Position identification records:
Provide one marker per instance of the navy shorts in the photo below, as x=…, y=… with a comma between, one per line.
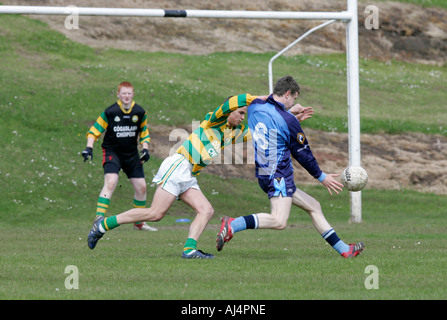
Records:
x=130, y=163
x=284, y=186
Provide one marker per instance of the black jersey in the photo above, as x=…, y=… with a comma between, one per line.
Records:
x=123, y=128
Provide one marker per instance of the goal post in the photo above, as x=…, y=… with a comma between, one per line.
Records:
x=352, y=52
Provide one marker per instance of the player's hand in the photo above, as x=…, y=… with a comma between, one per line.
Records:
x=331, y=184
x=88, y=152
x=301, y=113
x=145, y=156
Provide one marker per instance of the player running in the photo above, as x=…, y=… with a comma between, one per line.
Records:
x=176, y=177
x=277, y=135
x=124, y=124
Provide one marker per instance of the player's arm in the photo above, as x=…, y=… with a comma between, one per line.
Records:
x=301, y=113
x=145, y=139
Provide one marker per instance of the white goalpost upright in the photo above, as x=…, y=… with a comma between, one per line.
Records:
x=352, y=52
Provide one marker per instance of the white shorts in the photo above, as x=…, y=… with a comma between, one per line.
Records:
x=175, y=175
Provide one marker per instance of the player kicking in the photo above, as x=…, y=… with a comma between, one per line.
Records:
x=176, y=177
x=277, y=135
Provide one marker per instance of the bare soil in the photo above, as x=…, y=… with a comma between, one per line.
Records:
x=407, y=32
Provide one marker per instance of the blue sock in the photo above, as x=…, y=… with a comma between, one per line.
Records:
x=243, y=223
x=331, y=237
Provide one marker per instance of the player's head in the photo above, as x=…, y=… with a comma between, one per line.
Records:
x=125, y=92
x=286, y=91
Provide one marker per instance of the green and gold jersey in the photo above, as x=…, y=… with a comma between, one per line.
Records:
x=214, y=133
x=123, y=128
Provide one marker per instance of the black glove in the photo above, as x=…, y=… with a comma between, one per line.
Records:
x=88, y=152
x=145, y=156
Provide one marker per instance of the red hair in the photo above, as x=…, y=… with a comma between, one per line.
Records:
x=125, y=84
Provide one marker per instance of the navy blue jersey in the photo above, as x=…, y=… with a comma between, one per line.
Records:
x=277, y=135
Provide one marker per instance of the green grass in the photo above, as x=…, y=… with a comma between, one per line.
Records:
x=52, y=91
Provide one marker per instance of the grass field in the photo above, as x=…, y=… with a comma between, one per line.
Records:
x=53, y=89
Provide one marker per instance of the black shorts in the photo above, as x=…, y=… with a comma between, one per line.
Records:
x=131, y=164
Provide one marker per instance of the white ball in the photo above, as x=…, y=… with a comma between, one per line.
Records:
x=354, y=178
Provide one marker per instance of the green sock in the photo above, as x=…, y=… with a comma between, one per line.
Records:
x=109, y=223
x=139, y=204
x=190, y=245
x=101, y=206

■ Prompt
Repeat the data exactly, dropping every picture it holds.

■ Result
Provide one marker per instance of the navy shorts in the photo below, as x=…, y=… with a comma between, one per line.
Records:
x=130, y=163
x=284, y=186
Provide one marker per instance of the black jersey in the photo above, as x=…, y=… with a comma between, one per line.
Records:
x=123, y=128
Provide one marker per instance of the goal post in the photo above, as x=…, y=… with a comma between, one per line.
Records:
x=352, y=52
Provide one marker per instance of the player's hand in the photo above, as x=…, y=… with a comma between, one per line.
Records:
x=331, y=184
x=88, y=152
x=301, y=113
x=145, y=156
Provide one marker per instance of the player running in the photo above, as x=…, y=… with a comma between, one per line.
Records:
x=176, y=177
x=277, y=135
x=124, y=124
Provide one marker per instance of the player's arm in the photo above, as x=…, y=… with a comma between, one per line.
Records:
x=301, y=113
x=145, y=139
Provide one marker per instance of the white goalpost upright in the photo above, as x=…, y=… with a comma between, one per line.
Records:
x=352, y=52
Provide one marker per instance of the white shorts in the photo above, as x=…, y=… with a comma between, one per line.
Records:
x=175, y=175
Provide one marker per instance of the player kicking in the photo above, as x=…, y=… with a comma between, one per line.
Records:
x=176, y=177
x=277, y=135
Provide one marker per instance of the bare soil in the photo above, as x=…, y=… with a comma between, one per line.
Records:
x=407, y=32
Provide one marker per instance of the blue sock in the photo above, as x=…, y=… with a comma between, one per line.
Records:
x=243, y=223
x=331, y=237
Provide one marker per instance of the player's head in the photo above, as x=…, y=… with a comma between, one per line.
Records:
x=125, y=92
x=286, y=91
Provide one marker per instance of the green and gold jersey in the photo above, as x=…, y=… with a comma between, one per line.
Records:
x=214, y=133
x=123, y=128
Provide one marker per instance of the black glove in the photo above, as x=…, y=… with a comma between, one per line.
Records:
x=88, y=152
x=145, y=156
Provide one marker per instance of the red hair in the photo above, as x=…, y=… with a comma between, one per line.
Records:
x=125, y=84
Provide one marker per instance of the navy blue jersey in the photo above, as x=…, y=… with a comma between, one per line.
Records:
x=277, y=135
Provide one marker per instance of the green grass in the photo above, as x=…, y=… with a comma between, one per line.
Records:
x=52, y=91
Provide one marker per instance of the grass field in the photo above, as x=…, y=… with a comma between, one per line.
Records:
x=53, y=89
Provide one marker per instance of the black shorts in the photo above, as x=…, y=… with a comma between, one per line.
Records:
x=131, y=164
Provide one marker per instance of the white ball in the photo above, as x=…, y=… with a comma between, one per line.
Records:
x=354, y=178
Provide one marker per instance of the green sock in the photo above, as x=…, y=… with a comma between, one per line.
Records:
x=109, y=223
x=139, y=204
x=190, y=245
x=101, y=206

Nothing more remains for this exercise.